— START OF Source material —

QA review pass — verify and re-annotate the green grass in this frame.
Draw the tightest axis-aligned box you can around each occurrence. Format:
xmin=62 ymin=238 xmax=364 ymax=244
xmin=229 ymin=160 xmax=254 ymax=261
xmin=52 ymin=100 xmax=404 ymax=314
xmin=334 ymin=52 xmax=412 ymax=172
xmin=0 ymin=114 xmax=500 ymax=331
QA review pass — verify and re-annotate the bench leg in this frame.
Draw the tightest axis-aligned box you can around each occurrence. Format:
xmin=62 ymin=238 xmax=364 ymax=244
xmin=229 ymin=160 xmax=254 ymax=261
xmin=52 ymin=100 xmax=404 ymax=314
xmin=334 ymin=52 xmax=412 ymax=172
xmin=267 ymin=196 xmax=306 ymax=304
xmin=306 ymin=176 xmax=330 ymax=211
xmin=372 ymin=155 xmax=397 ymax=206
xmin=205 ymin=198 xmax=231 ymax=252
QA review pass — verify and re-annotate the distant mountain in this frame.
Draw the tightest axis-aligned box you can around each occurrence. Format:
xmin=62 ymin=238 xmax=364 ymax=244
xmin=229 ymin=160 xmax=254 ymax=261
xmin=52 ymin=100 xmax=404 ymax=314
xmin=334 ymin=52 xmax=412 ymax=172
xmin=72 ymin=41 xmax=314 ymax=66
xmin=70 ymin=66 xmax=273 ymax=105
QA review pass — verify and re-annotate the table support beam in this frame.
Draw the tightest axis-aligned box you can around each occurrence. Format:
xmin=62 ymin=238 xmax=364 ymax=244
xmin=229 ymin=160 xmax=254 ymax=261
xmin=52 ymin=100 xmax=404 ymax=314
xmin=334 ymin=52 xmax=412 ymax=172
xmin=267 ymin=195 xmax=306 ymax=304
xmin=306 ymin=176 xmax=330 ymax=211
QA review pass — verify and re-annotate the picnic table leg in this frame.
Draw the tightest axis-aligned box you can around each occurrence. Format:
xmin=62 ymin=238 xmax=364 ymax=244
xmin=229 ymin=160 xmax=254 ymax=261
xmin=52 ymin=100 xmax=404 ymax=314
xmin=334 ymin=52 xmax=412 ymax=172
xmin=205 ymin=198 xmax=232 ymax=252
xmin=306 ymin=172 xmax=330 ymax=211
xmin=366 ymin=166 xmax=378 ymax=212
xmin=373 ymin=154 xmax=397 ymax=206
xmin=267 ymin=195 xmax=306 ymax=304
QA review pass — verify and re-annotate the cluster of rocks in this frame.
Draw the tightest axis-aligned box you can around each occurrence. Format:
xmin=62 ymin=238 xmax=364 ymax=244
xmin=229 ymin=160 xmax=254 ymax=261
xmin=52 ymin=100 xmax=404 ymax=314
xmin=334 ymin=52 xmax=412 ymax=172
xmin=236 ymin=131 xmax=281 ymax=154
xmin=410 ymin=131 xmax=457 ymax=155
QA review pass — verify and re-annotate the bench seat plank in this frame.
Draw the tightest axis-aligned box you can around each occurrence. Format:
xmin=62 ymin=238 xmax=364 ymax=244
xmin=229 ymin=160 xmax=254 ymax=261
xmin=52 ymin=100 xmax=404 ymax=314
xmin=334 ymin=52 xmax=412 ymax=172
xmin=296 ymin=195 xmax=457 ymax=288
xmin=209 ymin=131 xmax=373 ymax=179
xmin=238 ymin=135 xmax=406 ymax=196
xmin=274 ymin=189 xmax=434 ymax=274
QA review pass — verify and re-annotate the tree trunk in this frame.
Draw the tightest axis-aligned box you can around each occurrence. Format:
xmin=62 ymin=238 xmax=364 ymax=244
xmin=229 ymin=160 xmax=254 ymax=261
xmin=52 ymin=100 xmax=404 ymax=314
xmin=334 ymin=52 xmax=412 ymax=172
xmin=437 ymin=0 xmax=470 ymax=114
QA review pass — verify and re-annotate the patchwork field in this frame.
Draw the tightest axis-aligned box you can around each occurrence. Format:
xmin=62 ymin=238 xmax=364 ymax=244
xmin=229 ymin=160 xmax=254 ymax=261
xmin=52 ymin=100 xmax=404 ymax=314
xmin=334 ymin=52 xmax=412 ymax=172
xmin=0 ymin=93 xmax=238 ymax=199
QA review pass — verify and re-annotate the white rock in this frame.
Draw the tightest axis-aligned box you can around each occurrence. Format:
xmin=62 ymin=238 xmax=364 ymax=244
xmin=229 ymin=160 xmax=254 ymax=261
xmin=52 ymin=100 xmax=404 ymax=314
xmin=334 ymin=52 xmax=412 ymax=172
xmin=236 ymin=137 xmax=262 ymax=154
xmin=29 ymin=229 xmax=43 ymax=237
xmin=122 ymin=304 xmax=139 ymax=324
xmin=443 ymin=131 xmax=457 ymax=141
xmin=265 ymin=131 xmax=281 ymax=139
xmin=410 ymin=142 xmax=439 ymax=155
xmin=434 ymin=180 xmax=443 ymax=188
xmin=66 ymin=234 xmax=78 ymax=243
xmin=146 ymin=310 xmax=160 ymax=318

— END OF Source material —

### What is asked
Reproduce the lines from the one containing "QA review pass — verify and re-annotate the table" through the one containing "xmin=437 ymin=0 xmax=470 ymax=114", multiplying every bounding-box coordinate in the answers by 0.6 and rounding to whole numbers, with halves rounded up. Every other line, including the four fixed coordinate lines after each "Format:", stays unchanged.

### Response for this exercise
QA review pass — verify and re-annotate the table support beam in this frame.
Draw the tightest axis-aligned box you can around each occurrence. Format:
xmin=62 ymin=238 xmax=364 ymax=244
xmin=229 ymin=160 xmax=254 ymax=261
xmin=52 ymin=100 xmax=404 ymax=314
xmin=334 ymin=52 xmax=412 ymax=172
xmin=160 ymin=117 xmax=184 ymax=182
xmin=184 ymin=106 xmax=198 ymax=127
QA review pass — verify and re-annotate the picnic table leg in this frame.
Draw the tightest axis-aligned box you can around each occurrence. Format:
xmin=62 ymin=238 xmax=364 ymax=244
xmin=229 ymin=160 xmax=254 ymax=261
xmin=52 ymin=100 xmax=404 ymax=314
xmin=334 ymin=52 xmax=412 ymax=172
xmin=123 ymin=119 xmax=139 ymax=151
xmin=184 ymin=103 xmax=198 ymax=127
xmin=220 ymin=100 xmax=227 ymax=127
xmin=224 ymin=92 xmax=238 ymax=124
xmin=160 ymin=117 xmax=184 ymax=182
QA review pass — verify and re-annotate the cluster of rocks in this frame.
Draw the tightest axis-aligned box you can around each occurrence. Format:
xmin=62 ymin=238 xmax=364 ymax=244
xmin=229 ymin=160 xmax=254 ymax=261
xmin=52 ymin=100 xmax=404 ymax=314
xmin=334 ymin=52 xmax=412 ymax=172
xmin=142 ymin=79 xmax=169 ymax=92
xmin=246 ymin=79 xmax=274 ymax=93
QA review pass — verify and re-annotate the bench seat plank in this frame.
Draw the tightest axis-aligned box you can around each occurrence. Format:
xmin=62 ymin=238 xmax=364 ymax=244
xmin=229 ymin=160 xmax=254 ymax=261
xmin=52 ymin=100 xmax=404 ymax=314
xmin=334 ymin=52 xmax=412 ymax=172
xmin=178 ymin=117 xmax=274 ymax=173
xmin=125 ymin=79 xmax=224 ymax=107
xmin=143 ymin=81 xmax=244 ymax=118
xmin=164 ymin=113 xmax=260 ymax=164
QA review pass — verify and re-annotate the tree trunk in this frame.
Draw the tightest axis-aligned box you can around each occurrence. Format:
xmin=62 ymin=238 xmax=364 ymax=244
xmin=229 ymin=160 xmax=254 ymax=261
xmin=52 ymin=100 xmax=404 ymax=314
xmin=334 ymin=52 xmax=412 ymax=172
xmin=262 ymin=0 xmax=282 ymax=68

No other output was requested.